**What to do:** Would you transcribe the whole listing exactly, minus its pictures?

**Records to process:**
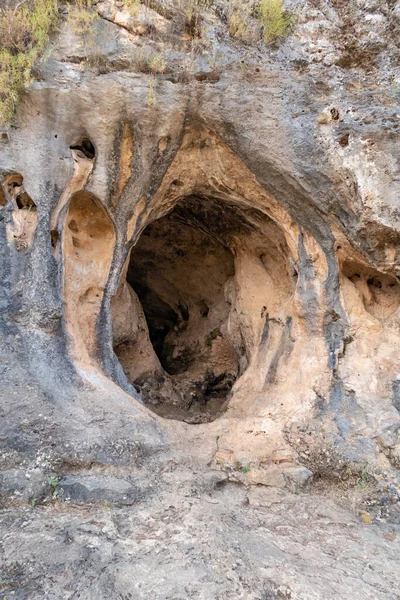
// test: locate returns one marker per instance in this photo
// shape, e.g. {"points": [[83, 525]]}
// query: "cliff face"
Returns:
{"points": [[200, 306], [213, 225]]}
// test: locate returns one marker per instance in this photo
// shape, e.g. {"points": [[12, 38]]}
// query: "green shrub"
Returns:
{"points": [[24, 34], [192, 11], [275, 19], [81, 17]]}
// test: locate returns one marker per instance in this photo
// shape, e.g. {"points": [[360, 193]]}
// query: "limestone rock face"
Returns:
{"points": [[212, 228]]}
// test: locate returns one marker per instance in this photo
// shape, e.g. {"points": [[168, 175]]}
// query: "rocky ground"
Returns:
{"points": [[199, 537], [294, 492], [97, 505]]}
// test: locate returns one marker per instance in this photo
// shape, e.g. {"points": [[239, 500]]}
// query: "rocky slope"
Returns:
{"points": [[209, 225]]}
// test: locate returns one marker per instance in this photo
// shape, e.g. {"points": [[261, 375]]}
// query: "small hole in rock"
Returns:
{"points": [[25, 202], [72, 225], [374, 281], [54, 237], [86, 147], [344, 140], [335, 114]]}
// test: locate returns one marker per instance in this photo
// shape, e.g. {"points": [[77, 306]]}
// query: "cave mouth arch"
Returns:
{"points": [[180, 330]]}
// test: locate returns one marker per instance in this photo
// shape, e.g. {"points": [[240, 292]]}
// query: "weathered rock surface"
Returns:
{"points": [[217, 238]]}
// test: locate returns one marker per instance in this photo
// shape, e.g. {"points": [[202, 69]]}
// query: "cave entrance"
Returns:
{"points": [[172, 329]]}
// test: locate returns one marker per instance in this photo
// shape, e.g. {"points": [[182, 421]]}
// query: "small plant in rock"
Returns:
{"points": [[81, 17], [53, 480], [239, 16], [276, 21]]}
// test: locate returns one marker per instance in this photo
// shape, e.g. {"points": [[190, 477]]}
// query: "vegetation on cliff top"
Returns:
{"points": [[26, 28]]}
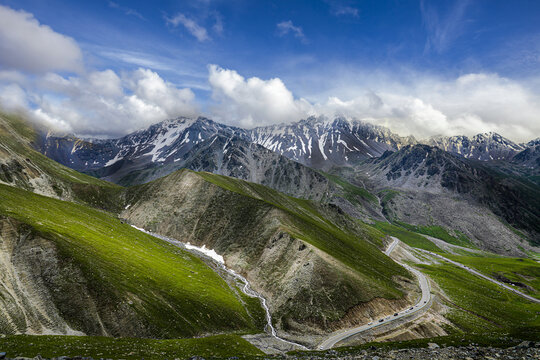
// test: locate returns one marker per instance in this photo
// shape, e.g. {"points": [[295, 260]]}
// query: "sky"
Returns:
{"points": [[106, 68]]}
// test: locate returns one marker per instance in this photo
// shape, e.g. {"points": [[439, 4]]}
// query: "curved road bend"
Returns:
{"points": [[472, 271], [421, 304]]}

**Written answer:**
// test: locate returns one marker per instance in this photo
// shape, e.g. {"points": [[83, 525]]}
// query: "cliff face"
Returns:
{"points": [[200, 306], [213, 225]]}
// test: locate returns one marker per instance in this photo
// shape, e.g. {"points": [[12, 38]]}
// query: "green shrub"
Returns:
{"points": [[24, 34], [192, 11], [275, 19], [81, 17]]}
// test: locate returns one marker per instance in this photo
// shape, e.g. {"points": [[360, 193]]}
// query: "limestone rock face"
Returns:
{"points": [[212, 228]]}
// test: locate returns one marker per instance in this photo
// shape, e.g. {"points": [[168, 175]]}
// query: "rocky ground"
Returns:
{"points": [[199, 537], [294, 492], [97, 505]]}
// test: locate returns one marker per instance in this photo
// shape, e.g. {"points": [[239, 500]]}
// query: "rocky slope"
Returns:
{"points": [[209, 225]]}
// test: locate returns one marker per instance in this photo
// shape, e.g. {"points": [[261, 375]]}
// query: "small hole in rock"
Returns:
{"points": [[25, 202], [72, 225], [374, 281], [54, 237], [86, 147], [344, 140], [335, 114]]}
// test: locate returns one marker per instance in this photo
// shape, e.g. {"points": [[77, 306]]}
// query: "cave mouth arch"
Returns:
{"points": [[180, 330]]}
// test: locate returns one marker per instance in this photo
// shape, e.g. {"points": [[240, 292]]}
// query: "weathered rock surface"
Returns:
{"points": [[217, 238]]}
// test: locate returns one marker per instance in this photo
// shape, e.g. {"points": [[202, 69]]}
// query: "cave entrance"
Returns:
{"points": [[172, 329]]}
// test: locate returns one marker per instance in this photo
// shape, e.g. {"points": [[182, 421]]}
// query: "small plant in rock"
Returns:
{"points": [[81, 17], [53, 480], [239, 16], [276, 21]]}
// test: locate returns one marker per instance in this photo
// shape, e.g. {"points": [[190, 477]]}
// query: "vegetation on cliff top"
Returns:
{"points": [[26, 28]]}
// test: locate returns one marker per instance in this photo
// shape, e.g. {"points": [[295, 260]]}
// query: "sky"
Returns:
{"points": [[106, 68]]}
// test: locate returns one marker per instance in this photo
// shape, e.g. {"points": [[439, 4]]}
// query: "curved road bend"
Returns:
{"points": [[472, 271], [421, 304]]}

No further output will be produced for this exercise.